▸ **PROBLEM**
Write out, unchanged, the lines from the one holding "of the stone" to the close of the listing. Both the first and last lines belong in it.

▸ **MATERIAL PROVIDED**
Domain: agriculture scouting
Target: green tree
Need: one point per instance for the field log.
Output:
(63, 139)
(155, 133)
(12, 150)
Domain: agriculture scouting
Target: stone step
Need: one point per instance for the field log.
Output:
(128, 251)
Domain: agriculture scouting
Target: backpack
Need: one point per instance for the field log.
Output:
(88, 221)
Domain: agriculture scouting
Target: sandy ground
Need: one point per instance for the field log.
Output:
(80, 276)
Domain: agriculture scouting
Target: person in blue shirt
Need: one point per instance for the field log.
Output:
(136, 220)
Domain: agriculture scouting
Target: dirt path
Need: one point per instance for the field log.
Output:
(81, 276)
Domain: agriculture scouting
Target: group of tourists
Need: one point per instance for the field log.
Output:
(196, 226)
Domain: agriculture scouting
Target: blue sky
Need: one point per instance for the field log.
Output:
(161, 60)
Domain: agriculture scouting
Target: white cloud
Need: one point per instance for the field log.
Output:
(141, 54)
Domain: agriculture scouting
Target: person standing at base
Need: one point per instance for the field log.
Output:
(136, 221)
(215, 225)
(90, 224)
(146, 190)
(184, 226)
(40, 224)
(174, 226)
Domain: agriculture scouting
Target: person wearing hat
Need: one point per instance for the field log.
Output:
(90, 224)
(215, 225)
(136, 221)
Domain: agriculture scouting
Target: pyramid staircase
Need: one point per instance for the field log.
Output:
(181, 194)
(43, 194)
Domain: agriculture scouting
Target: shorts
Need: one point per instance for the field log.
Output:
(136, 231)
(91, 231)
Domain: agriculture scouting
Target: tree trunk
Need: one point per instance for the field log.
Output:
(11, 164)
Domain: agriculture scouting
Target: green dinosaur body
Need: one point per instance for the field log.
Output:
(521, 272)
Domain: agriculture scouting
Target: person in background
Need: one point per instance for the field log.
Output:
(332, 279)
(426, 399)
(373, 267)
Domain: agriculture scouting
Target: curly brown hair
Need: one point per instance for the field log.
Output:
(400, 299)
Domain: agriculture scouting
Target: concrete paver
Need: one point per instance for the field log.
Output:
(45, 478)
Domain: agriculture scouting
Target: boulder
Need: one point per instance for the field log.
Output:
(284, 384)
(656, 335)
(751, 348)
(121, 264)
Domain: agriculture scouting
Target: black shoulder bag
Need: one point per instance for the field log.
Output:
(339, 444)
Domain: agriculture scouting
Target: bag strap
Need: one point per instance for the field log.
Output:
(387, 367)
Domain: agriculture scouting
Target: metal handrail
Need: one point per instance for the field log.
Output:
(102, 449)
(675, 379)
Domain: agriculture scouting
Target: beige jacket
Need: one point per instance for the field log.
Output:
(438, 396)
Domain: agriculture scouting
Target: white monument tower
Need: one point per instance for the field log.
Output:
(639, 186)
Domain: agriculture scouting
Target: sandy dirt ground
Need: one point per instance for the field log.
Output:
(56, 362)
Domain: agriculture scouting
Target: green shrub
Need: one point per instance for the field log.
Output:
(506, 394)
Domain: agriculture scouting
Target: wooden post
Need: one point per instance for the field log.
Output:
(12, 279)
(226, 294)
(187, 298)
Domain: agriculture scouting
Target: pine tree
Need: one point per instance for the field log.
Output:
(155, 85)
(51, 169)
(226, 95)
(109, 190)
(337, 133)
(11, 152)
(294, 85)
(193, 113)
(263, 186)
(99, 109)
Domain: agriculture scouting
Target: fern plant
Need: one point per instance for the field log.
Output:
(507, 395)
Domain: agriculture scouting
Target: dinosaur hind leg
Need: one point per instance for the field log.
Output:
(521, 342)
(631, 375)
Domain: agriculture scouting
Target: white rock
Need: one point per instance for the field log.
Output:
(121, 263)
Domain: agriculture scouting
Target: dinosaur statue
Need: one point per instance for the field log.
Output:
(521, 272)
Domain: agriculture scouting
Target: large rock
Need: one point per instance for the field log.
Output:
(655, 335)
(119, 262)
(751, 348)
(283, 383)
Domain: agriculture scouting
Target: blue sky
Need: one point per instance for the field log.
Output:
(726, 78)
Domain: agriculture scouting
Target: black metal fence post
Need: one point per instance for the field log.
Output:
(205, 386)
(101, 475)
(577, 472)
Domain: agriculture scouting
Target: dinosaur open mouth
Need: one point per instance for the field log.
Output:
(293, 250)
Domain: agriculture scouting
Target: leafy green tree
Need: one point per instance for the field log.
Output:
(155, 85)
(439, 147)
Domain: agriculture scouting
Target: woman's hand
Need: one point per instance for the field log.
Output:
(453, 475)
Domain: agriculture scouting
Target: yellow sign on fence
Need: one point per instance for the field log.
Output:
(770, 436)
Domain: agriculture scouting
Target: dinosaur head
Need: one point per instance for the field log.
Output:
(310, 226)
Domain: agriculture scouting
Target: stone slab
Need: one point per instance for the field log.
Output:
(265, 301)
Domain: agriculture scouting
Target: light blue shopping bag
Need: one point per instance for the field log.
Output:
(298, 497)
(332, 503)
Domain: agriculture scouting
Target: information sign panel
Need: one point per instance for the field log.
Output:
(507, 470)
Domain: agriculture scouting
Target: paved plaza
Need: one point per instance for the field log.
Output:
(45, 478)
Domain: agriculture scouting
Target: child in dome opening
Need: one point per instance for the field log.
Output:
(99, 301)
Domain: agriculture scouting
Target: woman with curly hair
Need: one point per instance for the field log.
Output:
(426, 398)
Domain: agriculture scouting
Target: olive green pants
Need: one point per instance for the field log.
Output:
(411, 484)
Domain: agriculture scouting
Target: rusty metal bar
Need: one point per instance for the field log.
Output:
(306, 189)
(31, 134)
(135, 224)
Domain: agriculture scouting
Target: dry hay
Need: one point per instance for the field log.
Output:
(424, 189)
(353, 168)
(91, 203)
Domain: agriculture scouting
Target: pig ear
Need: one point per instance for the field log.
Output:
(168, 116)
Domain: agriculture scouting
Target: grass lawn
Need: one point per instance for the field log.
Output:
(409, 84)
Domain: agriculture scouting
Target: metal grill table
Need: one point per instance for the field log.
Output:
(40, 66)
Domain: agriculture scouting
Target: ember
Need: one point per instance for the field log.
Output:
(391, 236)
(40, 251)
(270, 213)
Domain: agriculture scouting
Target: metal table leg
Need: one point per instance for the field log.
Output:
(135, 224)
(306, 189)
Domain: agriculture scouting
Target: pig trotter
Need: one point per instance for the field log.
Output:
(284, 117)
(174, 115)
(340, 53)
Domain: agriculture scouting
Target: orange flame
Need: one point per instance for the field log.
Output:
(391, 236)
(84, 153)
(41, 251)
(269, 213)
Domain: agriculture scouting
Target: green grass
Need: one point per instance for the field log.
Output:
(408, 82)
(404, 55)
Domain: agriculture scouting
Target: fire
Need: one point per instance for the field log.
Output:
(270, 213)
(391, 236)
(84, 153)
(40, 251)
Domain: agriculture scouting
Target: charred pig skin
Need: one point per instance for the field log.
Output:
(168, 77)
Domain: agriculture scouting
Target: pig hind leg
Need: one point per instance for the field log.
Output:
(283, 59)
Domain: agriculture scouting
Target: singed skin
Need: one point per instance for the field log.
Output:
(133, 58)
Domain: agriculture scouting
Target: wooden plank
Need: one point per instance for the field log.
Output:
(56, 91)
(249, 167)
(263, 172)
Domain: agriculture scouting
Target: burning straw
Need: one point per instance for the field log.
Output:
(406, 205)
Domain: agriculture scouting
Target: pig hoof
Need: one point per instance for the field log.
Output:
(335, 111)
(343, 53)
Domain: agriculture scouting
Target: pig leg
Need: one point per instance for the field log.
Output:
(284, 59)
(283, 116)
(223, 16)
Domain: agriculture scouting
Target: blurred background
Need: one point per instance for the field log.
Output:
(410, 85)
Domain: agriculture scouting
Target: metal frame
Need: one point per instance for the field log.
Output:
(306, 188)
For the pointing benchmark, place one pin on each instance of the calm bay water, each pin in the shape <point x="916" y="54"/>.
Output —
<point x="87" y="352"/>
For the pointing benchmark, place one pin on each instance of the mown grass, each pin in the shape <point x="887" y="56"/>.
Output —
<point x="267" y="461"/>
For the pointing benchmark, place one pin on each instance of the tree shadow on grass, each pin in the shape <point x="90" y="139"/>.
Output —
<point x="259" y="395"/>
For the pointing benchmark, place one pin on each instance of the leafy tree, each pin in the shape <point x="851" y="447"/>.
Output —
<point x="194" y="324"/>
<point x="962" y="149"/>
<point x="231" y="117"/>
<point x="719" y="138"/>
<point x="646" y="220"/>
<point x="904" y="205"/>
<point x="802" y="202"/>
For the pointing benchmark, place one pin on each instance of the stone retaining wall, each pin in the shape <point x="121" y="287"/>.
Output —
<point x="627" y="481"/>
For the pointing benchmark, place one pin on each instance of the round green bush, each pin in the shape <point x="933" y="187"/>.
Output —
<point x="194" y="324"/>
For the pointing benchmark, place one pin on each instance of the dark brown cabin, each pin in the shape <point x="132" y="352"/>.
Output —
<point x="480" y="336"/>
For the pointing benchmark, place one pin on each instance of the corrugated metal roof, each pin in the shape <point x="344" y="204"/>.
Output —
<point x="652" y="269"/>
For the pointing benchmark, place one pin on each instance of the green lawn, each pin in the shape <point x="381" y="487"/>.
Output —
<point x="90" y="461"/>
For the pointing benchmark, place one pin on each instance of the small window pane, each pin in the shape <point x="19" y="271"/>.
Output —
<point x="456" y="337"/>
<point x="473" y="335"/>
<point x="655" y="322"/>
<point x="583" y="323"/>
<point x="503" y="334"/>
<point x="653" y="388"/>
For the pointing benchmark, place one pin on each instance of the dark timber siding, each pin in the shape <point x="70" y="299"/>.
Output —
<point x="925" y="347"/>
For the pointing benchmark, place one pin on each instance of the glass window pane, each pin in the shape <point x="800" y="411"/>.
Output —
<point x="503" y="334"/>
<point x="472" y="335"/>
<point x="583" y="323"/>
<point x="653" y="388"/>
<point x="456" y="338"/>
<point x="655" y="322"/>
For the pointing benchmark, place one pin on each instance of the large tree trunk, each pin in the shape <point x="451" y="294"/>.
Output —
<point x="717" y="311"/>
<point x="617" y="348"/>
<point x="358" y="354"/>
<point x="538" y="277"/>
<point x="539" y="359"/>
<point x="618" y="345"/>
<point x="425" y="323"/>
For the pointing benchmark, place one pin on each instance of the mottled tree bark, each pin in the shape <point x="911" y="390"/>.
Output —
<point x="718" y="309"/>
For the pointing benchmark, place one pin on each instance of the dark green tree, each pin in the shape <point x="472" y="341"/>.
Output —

▸ **TASK SOLUTION**
For the pointing benchmark, place one pin on each instance of the stone retaining wall, each pin in the shape <point x="121" y="287"/>.
Output —
<point x="627" y="481"/>
For the pointing benchmark, place one pin on each instance of the round green bush, each pin in the shape <point x="933" y="187"/>.
Output —
<point x="194" y="324"/>
For the pointing benchmark, place one pin on each instance of the dark brown cabin, each pin in the shape <point x="132" y="352"/>.
Output —
<point x="480" y="336"/>
For the pointing benchmark, place one pin on each instance of the corrugated metal roof, each pin in the shape <point x="344" y="204"/>.
Output —
<point x="652" y="269"/>
For the pointing benchmark, place one pin on each instance of the green lawn, each pin in the shape <point x="381" y="487"/>.
Output —
<point x="90" y="461"/>
For the pointing benchmark, place one pin on each instance of the small window pane, each pin in the shape <point x="19" y="271"/>.
Output —
<point x="456" y="337"/>
<point x="473" y="335"/>
<point x="655" y="322"/>
<point x="583" y="323"/>
<point x="503" y="334"/>
<point x="653" y="388"/>
For the pointing benchmark, place one pin on each instance of the dark timber siding, each pin in the shape <point x="70" y="299"/>.
Output —
<point x="925" y="347"/>
For the pointing benchmark, place one pin on each instance of the glass window pane, each pin in the shape <point x="800" y="411"/>.
Output —
<point x="503" y="334"/>
<point x="472" y="335"/>
<point x="583" y="323"/>
<point x="653" y="388"/>
<point x="456" y="338"/>
<point x="655" y="322"/>
For the pointing benchmark, place one pin on each instance of the large tree trunk, each pin in the shape <point x="451" y="294"/>.
Output —
<point x="717" y="311"/>
<point x="617" y="348"/>
<point x="358" y="354"/>
<point x="538" y="277"/>
<point x="539" y="359"/>
<point x="618" y="345"/>
<point x="425" y="323"/>
For the pointing benchmark, place one pin on each instance of the mottled tree bark, each pin in the shape <point x="911" y="390"/>.
Output —
<point x="718" y="309"/>
For the pointing benchmark, place one pin on each instance of the dark green tree, each pin in the shape <point x="472" y="341"/>.
Output —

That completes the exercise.